WHAT TO PRODUCE: Using the string "clicks" as the key, pull each matching line out of the records below.

DATA SECTION:

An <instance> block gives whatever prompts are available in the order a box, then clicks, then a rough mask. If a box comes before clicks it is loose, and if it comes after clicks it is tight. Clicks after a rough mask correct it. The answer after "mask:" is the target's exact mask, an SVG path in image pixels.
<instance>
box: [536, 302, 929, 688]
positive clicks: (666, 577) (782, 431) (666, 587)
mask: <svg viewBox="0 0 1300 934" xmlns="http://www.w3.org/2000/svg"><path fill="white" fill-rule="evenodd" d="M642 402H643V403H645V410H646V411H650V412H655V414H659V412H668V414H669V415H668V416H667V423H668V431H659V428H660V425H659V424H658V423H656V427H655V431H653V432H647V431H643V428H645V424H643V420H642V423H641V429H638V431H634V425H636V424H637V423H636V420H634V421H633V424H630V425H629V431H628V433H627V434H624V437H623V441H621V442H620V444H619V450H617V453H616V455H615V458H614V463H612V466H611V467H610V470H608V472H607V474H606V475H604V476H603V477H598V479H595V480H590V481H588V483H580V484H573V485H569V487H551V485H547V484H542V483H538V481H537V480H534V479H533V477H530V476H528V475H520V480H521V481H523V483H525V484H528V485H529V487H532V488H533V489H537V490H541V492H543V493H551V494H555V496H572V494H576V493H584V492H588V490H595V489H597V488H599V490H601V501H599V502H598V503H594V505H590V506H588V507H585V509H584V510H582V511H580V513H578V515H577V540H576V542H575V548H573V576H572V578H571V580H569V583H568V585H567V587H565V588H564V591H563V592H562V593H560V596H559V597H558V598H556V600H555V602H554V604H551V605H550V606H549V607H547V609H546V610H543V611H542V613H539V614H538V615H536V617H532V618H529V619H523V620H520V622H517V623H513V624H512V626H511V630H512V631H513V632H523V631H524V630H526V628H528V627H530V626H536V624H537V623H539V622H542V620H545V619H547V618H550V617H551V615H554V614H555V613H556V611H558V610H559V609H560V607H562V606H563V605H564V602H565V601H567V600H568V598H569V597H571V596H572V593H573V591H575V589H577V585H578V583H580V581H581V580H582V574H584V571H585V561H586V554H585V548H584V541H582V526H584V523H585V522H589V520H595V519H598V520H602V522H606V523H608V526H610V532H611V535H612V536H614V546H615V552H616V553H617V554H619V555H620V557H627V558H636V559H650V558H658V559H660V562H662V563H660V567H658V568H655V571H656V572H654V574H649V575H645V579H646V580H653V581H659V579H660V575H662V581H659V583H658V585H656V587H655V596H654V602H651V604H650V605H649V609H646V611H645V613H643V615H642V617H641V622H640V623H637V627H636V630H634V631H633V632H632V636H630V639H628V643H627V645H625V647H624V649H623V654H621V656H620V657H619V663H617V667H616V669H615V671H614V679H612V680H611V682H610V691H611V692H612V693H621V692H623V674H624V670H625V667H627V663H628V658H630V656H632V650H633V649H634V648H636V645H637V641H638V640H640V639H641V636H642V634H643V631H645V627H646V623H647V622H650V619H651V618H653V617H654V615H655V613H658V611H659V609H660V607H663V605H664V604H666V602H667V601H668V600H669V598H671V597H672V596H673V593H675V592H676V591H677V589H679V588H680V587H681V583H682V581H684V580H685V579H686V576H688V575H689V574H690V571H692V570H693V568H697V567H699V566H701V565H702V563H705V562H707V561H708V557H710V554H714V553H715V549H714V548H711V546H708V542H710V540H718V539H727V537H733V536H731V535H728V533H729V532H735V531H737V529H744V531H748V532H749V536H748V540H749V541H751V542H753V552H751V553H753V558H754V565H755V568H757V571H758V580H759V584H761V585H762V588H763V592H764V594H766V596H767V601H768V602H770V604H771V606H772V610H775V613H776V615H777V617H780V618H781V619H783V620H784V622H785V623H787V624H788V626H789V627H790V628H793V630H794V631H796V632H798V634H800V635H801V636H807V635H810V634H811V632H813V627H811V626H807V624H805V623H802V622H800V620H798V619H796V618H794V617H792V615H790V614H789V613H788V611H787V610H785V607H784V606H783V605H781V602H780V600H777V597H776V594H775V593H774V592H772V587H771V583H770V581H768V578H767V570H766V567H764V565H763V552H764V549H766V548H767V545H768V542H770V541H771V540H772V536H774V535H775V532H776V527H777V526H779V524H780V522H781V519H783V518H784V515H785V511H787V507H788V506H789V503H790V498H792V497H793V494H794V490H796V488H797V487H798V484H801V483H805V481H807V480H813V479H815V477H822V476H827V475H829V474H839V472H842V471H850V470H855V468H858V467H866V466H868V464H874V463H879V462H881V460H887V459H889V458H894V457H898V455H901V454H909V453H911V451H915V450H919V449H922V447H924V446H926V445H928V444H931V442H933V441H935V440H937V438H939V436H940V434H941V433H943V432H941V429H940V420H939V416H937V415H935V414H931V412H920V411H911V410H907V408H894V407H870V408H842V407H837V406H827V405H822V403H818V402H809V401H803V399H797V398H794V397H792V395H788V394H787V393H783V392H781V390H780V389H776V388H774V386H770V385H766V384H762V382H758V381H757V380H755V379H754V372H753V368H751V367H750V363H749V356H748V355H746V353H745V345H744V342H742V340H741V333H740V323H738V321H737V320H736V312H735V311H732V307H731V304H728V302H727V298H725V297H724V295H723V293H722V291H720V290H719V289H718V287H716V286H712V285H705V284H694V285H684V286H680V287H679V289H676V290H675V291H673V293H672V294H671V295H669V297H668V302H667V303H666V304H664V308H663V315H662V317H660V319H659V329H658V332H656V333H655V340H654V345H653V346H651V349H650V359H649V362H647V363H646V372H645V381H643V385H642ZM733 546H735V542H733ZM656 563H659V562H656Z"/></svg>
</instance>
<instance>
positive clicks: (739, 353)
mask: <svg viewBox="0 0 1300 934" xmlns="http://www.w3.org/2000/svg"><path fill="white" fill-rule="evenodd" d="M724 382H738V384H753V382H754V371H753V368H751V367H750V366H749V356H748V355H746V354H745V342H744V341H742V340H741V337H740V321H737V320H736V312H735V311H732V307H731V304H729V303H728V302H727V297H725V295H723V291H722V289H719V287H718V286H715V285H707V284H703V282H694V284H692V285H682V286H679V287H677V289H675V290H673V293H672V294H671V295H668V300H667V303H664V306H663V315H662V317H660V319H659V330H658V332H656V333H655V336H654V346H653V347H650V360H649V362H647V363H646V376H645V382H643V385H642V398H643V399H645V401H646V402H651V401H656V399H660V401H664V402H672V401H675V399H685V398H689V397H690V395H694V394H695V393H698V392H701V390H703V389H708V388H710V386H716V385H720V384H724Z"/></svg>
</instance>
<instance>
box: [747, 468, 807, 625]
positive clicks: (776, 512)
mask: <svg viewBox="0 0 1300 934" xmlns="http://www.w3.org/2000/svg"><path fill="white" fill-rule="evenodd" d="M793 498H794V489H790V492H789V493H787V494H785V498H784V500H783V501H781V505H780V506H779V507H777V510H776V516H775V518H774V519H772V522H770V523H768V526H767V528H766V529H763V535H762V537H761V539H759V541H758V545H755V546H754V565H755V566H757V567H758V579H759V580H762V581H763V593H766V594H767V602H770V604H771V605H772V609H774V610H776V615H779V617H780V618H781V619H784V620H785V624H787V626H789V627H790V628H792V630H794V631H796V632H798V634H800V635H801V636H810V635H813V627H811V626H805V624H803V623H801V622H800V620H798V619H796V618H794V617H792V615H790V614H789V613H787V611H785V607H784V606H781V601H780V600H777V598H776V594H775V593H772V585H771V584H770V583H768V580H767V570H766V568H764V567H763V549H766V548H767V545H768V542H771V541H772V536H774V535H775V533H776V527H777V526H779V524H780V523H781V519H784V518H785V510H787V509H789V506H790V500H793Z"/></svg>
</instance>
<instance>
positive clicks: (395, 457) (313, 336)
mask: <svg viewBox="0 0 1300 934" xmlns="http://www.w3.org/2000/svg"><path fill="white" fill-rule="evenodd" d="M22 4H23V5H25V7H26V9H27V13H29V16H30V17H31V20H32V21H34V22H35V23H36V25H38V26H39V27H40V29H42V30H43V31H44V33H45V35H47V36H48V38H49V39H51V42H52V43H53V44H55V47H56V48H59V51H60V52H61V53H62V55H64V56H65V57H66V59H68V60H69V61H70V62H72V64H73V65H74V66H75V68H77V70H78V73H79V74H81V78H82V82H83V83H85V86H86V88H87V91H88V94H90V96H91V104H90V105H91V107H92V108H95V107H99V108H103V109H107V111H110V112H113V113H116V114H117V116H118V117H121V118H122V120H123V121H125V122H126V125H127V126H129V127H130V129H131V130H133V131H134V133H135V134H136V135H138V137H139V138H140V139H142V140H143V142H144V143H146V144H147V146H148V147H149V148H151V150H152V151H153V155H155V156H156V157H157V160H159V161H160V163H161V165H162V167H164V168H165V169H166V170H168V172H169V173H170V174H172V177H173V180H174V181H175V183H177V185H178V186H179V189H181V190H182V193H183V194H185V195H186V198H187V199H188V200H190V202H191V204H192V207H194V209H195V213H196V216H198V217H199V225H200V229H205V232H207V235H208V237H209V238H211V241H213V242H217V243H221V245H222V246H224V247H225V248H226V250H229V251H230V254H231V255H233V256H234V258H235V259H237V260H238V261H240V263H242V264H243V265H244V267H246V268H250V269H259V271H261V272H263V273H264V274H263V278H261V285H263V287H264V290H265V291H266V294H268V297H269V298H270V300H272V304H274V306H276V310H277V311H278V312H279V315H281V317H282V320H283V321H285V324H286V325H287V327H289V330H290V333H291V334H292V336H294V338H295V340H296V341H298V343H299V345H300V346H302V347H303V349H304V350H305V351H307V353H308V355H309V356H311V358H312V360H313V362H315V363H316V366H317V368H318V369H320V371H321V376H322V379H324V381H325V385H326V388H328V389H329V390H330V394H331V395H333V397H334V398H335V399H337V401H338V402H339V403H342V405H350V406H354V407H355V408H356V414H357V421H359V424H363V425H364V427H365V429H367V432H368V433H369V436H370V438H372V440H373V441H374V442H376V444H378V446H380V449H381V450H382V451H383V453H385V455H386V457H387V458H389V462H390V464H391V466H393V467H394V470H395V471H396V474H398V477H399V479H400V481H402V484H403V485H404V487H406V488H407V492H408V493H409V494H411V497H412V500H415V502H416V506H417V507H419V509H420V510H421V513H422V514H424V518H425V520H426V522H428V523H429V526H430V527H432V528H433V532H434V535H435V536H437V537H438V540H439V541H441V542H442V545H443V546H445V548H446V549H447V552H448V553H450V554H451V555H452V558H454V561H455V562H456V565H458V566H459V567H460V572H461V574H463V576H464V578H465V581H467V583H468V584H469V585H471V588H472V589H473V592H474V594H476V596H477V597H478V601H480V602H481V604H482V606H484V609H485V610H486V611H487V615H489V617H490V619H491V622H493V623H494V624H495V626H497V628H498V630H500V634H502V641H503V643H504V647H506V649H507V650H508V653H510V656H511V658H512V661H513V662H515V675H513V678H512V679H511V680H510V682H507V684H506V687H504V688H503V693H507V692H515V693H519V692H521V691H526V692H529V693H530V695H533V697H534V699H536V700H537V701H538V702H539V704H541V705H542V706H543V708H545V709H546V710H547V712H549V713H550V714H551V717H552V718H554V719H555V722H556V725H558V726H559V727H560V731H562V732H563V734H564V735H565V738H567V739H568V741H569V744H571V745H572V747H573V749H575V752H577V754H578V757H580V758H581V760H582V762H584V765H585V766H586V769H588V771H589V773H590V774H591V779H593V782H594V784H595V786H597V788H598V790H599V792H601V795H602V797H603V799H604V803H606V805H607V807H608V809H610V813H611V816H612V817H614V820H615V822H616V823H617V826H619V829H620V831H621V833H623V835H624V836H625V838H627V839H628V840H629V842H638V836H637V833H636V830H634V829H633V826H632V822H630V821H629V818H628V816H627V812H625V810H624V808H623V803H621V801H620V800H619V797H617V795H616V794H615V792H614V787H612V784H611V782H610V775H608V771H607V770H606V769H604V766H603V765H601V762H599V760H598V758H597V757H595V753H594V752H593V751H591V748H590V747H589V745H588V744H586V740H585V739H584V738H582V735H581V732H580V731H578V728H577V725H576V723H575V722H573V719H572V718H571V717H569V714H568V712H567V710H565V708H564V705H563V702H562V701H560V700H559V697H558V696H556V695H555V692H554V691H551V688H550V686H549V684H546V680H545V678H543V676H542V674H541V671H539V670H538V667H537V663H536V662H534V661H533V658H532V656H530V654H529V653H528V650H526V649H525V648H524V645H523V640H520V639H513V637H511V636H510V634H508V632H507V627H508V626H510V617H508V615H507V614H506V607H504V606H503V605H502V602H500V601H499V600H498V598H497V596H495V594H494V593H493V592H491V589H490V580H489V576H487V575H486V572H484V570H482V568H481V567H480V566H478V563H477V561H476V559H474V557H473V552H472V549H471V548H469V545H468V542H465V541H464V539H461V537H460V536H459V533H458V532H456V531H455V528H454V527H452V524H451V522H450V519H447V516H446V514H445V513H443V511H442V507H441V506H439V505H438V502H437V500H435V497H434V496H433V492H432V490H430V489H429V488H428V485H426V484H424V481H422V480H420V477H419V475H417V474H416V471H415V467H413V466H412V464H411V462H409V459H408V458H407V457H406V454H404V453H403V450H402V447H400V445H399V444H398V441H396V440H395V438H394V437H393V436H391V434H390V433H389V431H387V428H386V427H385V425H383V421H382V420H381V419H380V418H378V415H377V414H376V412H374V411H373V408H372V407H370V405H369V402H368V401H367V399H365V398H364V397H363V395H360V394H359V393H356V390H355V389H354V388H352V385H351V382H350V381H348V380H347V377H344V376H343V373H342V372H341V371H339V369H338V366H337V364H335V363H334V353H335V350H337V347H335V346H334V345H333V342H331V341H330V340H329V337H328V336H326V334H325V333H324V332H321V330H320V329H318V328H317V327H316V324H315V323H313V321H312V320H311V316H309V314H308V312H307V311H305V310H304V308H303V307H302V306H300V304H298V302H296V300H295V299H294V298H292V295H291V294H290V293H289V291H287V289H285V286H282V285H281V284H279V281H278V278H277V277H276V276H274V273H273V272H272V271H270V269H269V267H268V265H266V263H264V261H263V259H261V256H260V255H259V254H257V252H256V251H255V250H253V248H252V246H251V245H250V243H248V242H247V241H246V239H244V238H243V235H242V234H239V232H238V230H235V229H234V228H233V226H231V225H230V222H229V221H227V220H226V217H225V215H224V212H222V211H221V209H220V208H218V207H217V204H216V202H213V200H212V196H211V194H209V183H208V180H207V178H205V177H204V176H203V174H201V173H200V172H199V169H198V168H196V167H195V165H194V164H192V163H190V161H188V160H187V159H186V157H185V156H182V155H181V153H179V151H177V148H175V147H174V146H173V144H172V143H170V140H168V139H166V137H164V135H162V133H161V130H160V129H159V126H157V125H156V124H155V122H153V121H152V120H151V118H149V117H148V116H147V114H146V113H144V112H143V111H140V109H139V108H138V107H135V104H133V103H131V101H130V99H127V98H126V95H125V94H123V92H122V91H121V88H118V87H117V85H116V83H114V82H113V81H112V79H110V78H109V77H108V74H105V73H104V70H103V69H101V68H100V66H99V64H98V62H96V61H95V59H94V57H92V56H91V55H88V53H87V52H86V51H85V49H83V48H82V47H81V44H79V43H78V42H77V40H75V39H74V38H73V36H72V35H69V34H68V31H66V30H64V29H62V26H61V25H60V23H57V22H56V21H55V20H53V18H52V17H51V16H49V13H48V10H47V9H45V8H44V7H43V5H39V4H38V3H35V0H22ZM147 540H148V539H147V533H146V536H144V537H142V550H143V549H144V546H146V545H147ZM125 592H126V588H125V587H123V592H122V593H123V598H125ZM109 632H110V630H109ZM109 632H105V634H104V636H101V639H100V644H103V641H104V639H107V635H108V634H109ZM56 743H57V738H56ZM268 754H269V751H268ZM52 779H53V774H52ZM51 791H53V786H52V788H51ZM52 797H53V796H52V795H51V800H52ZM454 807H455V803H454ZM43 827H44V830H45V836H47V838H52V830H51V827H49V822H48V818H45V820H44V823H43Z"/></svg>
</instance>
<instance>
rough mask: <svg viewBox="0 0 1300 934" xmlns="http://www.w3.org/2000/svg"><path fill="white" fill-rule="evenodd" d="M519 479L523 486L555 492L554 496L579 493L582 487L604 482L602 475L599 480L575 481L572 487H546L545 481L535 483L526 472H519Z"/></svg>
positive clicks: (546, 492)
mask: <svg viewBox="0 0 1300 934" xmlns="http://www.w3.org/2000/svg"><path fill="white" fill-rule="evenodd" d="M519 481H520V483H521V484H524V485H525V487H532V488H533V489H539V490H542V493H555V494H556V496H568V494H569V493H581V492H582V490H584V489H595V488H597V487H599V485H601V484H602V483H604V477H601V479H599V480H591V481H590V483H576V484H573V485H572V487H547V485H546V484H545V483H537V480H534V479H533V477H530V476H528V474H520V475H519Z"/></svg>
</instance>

OUTPUT OF THE TASK:
An <instance> block gives whatever prompts are available in the order a box, then clicks, then a rough mask. If a box comes before clicks it is loose, and if it comes after clicks it is tight. Clicks after a rough mask correct it. The answer after "mask:" is the target's exact mask, an SVG path in image pixels.
positive clicks: (666, 577) (782, 431) (666, 587)
positive clicks: (739, 353)
positive clicks: (776, 512)
positive clicks: (395, 457) (313, 336)
positive clicks: (546, 492)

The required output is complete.